• [Stated problem]
Reproduce the listing below verbatim, keeping every line intact.

[Excerpts from a point labeling dataset]
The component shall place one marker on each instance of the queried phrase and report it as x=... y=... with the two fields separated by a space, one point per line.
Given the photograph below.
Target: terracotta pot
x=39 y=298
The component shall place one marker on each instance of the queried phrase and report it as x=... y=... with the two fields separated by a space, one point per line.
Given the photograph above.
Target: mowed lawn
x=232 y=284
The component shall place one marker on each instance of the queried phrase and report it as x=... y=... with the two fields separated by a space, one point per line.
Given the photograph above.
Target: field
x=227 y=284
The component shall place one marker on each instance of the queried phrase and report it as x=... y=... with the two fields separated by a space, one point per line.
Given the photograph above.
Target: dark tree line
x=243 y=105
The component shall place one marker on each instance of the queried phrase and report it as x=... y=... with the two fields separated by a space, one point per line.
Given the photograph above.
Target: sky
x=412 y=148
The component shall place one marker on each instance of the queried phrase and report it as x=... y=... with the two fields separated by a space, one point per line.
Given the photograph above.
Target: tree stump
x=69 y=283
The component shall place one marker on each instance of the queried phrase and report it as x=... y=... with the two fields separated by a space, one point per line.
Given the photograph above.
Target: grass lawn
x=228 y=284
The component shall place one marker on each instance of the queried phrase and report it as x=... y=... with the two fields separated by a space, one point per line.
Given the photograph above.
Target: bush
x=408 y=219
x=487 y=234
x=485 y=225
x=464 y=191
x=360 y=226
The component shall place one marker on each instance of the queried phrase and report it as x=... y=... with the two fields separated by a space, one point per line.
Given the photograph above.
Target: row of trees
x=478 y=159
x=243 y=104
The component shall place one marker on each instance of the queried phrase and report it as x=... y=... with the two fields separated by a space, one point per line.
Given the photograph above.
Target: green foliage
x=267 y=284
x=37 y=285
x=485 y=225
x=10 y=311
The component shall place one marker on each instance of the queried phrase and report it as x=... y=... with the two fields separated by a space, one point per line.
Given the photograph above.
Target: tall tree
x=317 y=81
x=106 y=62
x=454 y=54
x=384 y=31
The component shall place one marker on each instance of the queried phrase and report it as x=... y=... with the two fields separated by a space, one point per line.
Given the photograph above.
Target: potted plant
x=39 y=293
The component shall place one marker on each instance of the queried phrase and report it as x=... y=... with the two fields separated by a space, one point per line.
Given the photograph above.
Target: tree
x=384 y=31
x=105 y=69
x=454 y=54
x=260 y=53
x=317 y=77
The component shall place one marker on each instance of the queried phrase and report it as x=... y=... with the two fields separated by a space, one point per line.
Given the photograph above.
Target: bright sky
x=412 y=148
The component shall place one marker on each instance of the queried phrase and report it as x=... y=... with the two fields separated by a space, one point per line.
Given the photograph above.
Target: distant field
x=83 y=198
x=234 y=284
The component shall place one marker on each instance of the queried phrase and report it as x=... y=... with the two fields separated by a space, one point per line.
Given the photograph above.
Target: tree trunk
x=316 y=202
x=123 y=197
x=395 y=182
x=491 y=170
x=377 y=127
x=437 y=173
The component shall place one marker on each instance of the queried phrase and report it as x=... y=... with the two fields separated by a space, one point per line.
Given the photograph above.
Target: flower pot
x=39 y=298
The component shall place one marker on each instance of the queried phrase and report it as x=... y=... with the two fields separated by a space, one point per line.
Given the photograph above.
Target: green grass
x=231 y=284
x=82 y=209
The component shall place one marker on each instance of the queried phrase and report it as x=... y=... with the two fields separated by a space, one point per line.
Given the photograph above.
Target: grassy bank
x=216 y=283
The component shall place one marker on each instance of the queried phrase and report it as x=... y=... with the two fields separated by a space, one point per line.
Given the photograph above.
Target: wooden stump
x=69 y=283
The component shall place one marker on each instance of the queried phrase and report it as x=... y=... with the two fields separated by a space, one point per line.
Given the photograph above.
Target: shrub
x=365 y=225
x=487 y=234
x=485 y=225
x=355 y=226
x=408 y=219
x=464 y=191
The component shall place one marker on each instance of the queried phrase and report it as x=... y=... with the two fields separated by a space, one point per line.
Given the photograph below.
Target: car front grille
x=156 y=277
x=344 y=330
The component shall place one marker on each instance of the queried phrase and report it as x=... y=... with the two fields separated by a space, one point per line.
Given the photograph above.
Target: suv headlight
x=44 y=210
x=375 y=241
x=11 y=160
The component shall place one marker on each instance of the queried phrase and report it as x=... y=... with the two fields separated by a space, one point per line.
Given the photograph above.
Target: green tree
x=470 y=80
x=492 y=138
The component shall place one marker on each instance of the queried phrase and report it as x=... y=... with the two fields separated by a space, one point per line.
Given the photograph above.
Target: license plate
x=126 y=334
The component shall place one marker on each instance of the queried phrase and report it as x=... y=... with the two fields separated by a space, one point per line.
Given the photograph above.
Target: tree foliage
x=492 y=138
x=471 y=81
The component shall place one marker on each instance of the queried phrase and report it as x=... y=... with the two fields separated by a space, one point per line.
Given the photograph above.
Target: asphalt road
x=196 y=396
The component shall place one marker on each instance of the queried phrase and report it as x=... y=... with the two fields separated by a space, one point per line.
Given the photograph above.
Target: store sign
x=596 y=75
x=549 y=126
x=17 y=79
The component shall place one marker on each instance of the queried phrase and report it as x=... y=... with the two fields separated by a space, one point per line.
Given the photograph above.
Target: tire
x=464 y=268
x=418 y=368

• [Complete answer]
The component shall place one marker on each instance of the queried phrase and report it as x=... y=... with the two fields separated by a space, one point per line.
Given the photograph below.
Target: terracotta pot
x=39 y=298
The component shall place one marker on each instance of the queried phrase and report it as x=... y=... with the two fields separated by a space, one point per line.
Given the photograph above.
Target: mowed lawn
x=232 y=284
The component shall place one marker on each instance of the queried phrase and report it as x=... y=... with the two fields separated by a space, one point per line.
Given the photograph above.
Target: field
x=227 y=284
The component shall place one marker on each instance of the queried phrase and report it as x=... y=... with the two fields separated by a space, one point per line.
Given the photograph above.
Target: dark tree line
x=243 y=105
The component shall place one marker on each instance of the queried phrase and report it as x=... y=... with the two fields separated by a space, one point per line.
Given the photograph above.
Target: sky
x=412 y=148
The component shall place one marker on each instance of the queried phrase and report it as x=... y=... with the two fields separated by a space, one point per line.
Given the photograph above.
Target: tree stump
x=69 y=283
The component shall place one marker on each instance of the queried phrase and report it as x=... y=... with the two fields separated by a space, one point per line.
Given the photograph above.
Target: grass lawn
x=228 y=284
The component shall place one marker on each instance of the queried phrase and report it as x=... y=... with the two fields separated by a space, one point per line.
Given the photograph above.
Target: bush
x=408 y=219
x=487 y=234
x=485 y=225
x=464 y=191
x=360 y=226
The component shall place one marker on each instance of the queried phrase and report it as x=... y=... with the two fields separated by a space, one point per line.
Given the photograph above.
Target: row of trees
x=478 y=159
x=243 y=104
The component shall place one marker on each instance of the queried phrase and report it as x=... y=... with the two fields separated by a space, one point per line.
Given the photograph above.
Target: green foliage
x=267 y=284
x=37 y=285
x=485 y=225
x=10 y=311
The component shall place one marker on each instance of the queried phrase and report it as x=... y=... with the two fields separated by a space, one point per line.
Given the photograph above.
Target: tall tree
x=317 y=81
x=106 y=62
x=454 y=54
x=384 y=31
The component shall place one marker on each instance of the queried phrase and report it as x=... y=... with the two fields separated by a space, one point per line.
Given the photograph above.
Target: potted plant
x=39 y=293
The component shall place one marker on each instance of the queried phrase and report it as x=... y=... with the two fields separated by a space, one point per line.
Given the photograph above.
Target: tree
x=384 y=31
x=105 y=69
x=454 y=54
x=260 y=53
x=317 y=77
The component shall place one marker on each instance of the queried phrase and report it as x=... y=... with the two fields separated by a space, one point per line.
Given the photograph above.
Target: bright sky
x=412 y=148
The component shall place one marker on each instance of the queried phrase and report it as x=... y=... with the two fields separated by a space, one point per line.
Given the photograph above.
Target: distant field
x=83 y=198
x=234 y=284
The component shall place one marker on each instance of the queried phrase and report it as x=... y=... with the two fields separated by a space, one point per line.
Given the photograph above.
Target: tree trunk
x=316 y=202
x=123 y=197
x=395 y=182
x=491 y=170
x=377 y=127
x=437 y=173
The component shall place one marker on each instance of the queried phrase and report it as x=... y=... with the two fields separated by a space, one point per line.
Given the photograph above.
Target: flower pot
x=39 y=298
The component shall place one marker on each instance of the queried phrase and report it as x=... y=... with the two fields separated by a space, one point per line.
Given the photograph above.
Target: green grass
x=231 y=284
x=82 y=209
The component shall place one marker on each instance of the queried phrase and report it as x=... y=... with the two fields separated by a space, one point per line.
Given the photograph above.
Target: grassy bank
x=216 y=283
The component shall place one marker on each instance of the queried phrase and report it as x=... y=... with the two fields separated by a space, one point per line.
Given the photograph above.
Target: wooden stump
x=69 y=283
The component shall place one marker on each instance of the queried phrase and report it as x=... y=... with the two fields separated by a space, one point per line.
Given the photograph above.
Target: shrub
x=365 y=225
x=487 y=234
x=485 y=225
x=355 y=226
x=408 y=219
x=464 y=191
The component shall place one marker on each instance of the queried phrase and report it as x=... y=... with the two fields separated by a space, one point per line.
Given the photograph below.
Target: car front grille
x=156 y=277
x=344 y=330
The component shall place one marker on each instance of the queried phrase and report it as x=... y=... with the two fields separated by a space, one point per line.
Given the photograph above.
Target: suv headlight
x=44 y=210
x=375 y=241
x=11 y=160
The component shall place one marker on each instance of the queried phrase and report it as x=... y=... with the two fields separated by a space, one point per line.
Given the photograph above.
Target: green tree
x=470 y=80
x=492 y=138
The component shall place one marker on each instance of the queried phrase and report it as x=... y=... with the two fields separated by a space, one point per line.
Given the photograph above.
Target: license plate
x=126 y=334
The component shall place one marker on each instance of the queried phrase and report it as x=... y=... with the two fields separated by a space, one point per line.
Given the photograph above.
Target: tree foliage
x=492 y=138
x=471 y=81
The component shall place one marker on each instance of the queried phrase and report it as x=... y=... with the two fields separated by a space, one point per line.
Given the photograph above.
Target: asphalt road
x=196 y=396
The component shall place one marker on each instance of the queried phrase and report it as x=... y=... with the two fields separated by a space, one point per line.
Given the photograph above.
Target: store sign
x=596 y=75
x=549 y=126
x=17 y=79
The component shall place one marker on each instance of the queried phrase and report it as x=... y=... with the two fields separated by a space, one point per line.
Given the photograph above.
Target: tire
x=464 y=268
x=418 y=368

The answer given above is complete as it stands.